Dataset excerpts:
+--
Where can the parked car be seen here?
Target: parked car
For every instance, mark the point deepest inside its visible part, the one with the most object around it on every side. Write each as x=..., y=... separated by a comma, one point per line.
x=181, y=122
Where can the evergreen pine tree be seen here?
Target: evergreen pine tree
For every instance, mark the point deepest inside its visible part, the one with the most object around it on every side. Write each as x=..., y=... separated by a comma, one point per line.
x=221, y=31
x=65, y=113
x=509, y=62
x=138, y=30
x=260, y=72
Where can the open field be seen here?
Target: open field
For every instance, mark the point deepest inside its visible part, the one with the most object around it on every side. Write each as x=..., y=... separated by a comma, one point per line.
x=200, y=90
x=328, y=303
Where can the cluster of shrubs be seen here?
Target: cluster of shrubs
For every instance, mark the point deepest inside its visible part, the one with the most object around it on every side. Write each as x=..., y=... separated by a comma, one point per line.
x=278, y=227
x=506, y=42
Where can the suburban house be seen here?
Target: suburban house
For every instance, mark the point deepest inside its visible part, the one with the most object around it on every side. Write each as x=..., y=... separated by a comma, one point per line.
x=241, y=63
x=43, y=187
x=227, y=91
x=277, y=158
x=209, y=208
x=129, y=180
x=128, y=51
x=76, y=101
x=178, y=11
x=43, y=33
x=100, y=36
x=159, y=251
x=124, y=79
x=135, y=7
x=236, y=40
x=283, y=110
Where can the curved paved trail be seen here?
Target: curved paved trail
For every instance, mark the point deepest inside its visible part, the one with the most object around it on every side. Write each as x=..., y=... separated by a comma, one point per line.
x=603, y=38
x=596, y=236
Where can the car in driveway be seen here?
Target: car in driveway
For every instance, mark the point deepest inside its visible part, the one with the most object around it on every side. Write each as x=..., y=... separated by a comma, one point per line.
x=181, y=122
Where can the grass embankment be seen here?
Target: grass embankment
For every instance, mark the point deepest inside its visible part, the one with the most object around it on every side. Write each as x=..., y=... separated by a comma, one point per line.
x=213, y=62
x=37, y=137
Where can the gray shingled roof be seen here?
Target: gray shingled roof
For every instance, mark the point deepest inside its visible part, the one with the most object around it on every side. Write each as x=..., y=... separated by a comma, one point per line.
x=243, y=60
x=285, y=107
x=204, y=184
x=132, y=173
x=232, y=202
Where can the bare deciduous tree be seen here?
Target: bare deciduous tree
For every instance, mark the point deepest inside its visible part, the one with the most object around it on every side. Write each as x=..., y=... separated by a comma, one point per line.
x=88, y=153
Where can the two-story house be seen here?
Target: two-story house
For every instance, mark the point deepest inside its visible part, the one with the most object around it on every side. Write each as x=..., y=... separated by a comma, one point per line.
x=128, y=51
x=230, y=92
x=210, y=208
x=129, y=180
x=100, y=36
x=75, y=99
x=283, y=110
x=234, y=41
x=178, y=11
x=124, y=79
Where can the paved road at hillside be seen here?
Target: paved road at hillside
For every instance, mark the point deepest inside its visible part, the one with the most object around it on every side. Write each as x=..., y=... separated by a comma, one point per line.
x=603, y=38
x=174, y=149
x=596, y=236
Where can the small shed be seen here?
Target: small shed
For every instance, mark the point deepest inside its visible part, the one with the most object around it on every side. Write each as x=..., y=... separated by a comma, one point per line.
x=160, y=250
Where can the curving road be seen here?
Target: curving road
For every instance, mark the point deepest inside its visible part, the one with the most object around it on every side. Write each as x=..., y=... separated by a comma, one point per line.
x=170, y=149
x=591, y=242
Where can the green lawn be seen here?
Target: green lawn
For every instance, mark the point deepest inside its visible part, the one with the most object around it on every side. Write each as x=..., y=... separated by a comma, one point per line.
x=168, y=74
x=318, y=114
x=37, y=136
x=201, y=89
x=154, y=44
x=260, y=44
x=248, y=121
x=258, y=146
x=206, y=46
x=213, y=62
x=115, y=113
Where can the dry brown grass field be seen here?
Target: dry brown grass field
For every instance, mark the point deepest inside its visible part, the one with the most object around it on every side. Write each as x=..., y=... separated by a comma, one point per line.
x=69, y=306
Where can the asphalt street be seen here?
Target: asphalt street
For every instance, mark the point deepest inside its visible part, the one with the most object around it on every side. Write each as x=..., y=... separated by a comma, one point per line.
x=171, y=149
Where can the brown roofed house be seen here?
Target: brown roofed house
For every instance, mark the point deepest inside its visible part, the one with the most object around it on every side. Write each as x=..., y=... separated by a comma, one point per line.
+--
PROBLEM STATEMENT – All of the entries above need to be output again exactly.

ANSWER SECTION –
Where can the parked car be seen here?
Target: parked car
For every instance, mark the point deepest inside its visible part, the one with the most object around it on every side. Write each as x=..., y=... separated by a comma, one point per line.
x=181, y=122
Where can the evergreen pine tree be seen here?
Target: evergreen pine tree
For every instance, mark the point deepest inside its visible part, the one with the most object around it on every side. Write each as x=..., y=... separated by a comma, one point per line.
x=221, y=31
x=65, y=113
x=509, y=62
x=138, y=30
x=260, y=72
Where can the open field be seen here?
Target: open field
For every instance, mark the point deepest inside its visible part, the one with the most object around it on every side. Write each as x=..., y=... separated by a comma, one point per line.
x=200, y=90
x=328, y=303
Where can the cluster of shrubs be seen here?
Target: cluster of shrubs
For every instance, mark the point deepest inside its visible part, the one with the most object around it on every side. Write each as x=..., y=... separated by a comma, one point per line.
x=278, y=227
x=506, y=42
Where can the suburban house be seen here?
Target: suburban house
For every instance, mark the point deepest inside its visible part, the one with the most object around it on every side. Write each as x=..., y=... separated by a comma, one point per line.
x=241, y=63
x=43, y=187
x=227, y=91
x=277, y=158
x=209, y=208
x=129, y=180
x=128, y=51
x=76, y=101
x=178, y=11
x=43, y=33
x=100, y=36
x=159, y=251
x=124, y=79
x=135, y=7
x=236, y=40
x=283, y=110
Where can the curved paved trail be seen here?
Target: curved paved trail
For every instance, mark the point deepest inside its visible part, the one with the most object around it on every side. Write each as x=..., y=... separated by a comma, one point per line.
x=603, y=38
x=596, y=236
Where can the car in driveway be seen here?
Target: car in driveway
For every instance, mark the point deepest inside its visible part, the one with the most object around it on every side. Write each as x=..., y=... separated by a comma, one point per line.
x=181, y=122
Where can the grass embankment be seen here?
Target: grass embankment
For every instance, mark the point deepest inside its visible part, the one with the most object around it on every side. Write each as x=..., y=... separated by a comma, one point per line.
x=213, y=62
x=37, y=137
Where can the gray shingled roof be seen here?
Target: gray shingled roof
For every instance, mark the point deepest inside its visible part, the one with the most object around it on every side. Write each as x=..., y=... separated by a comma, one point per line.
x=243, y=60
x=285, y=107
x=204, y=184
x=132, y=173
x=232, y=202
Where can the bare deciduous tree be seen here?
Target: bare deciduous tree
For every instance, mark the point deepest inside its visible part, the one with the most object around it on every side. Write each as x=..., y=... separated by a comma, one point per line.
x=88, y=153
Where can the two-story house be seen here?
Target: two-story house
For every instance, mark the point deepest inside its visible part, the one with the most object around it on every side. Write each as x=..., y=... separated by a comma, one point per line.
x=128, y=51
x=230, y=92
x=210, y=208
x=129, y=180
x=100, y=36
x=75, y=99
x=283, y=110
x=234, y=41
x=178, y=11
x=124, y=79
Where can the paved road at hillside be seen here?
Target: paved road at hillside
For every instance, mark the point deepest inside its visible part, the one with the most object around it on every side. Write each as x=..., y=... separated by a comma, one point per line.
x=603, y=38
x=174, y=149
x=596, y=236
Where can the small shed be seen here?
Target: small shed
For every instance, mark the point deepest inside its visible part, the one with the most object around it on every side. Write each as x=..., y=... separated by a comma, one point per line.
x=160, y=250
Where can the curving road be seen here?
Target: curving road
For every instance, mark the point deepest inside its visible part, the one with the most object around it on every side. Write each as x=..., y=... separated by a comma, one point per line.
x=170, y=149
x=591, y=242
Where can the green lawn be seen here?
Target: green lawn
For every instance, mark the point deepest inside its visible part, the one with the most object around it on every side. Write each as x=..., y=... separated by a comma, one point per line.
x=168, y=74
x=318, y=114
x=37, y=136
x=201, y=89
x=154, y=44
x=260, y=44
x=248, y=121
x=258, y=146
x=206, y=46
x=213, y=62
x=115, y=113
Where can the dry brown grass field be seen here?
Target: dry brown grass field
For every instance, mark the point deepest inside its visible part, the one with the most object around it on every side. Write each as x=..., y=... separated by a comma, one point per line.
x=69, y=306
Where can the asphalt street be seen here?
Target: asphalt street
For every instance, mark the point deepest inside its visible part, the one with the most object around it on every side. Write each as x=..., y=... separated by a comma, one point per line.
x=171, y=149
Where can the brown roofed house be seen here?
Target: brown roofed house
For every instance, mark the point deepest inside its visible part, the one with the most object around it on every side. Write each as x=..., y=... separated by a comma, one point per line.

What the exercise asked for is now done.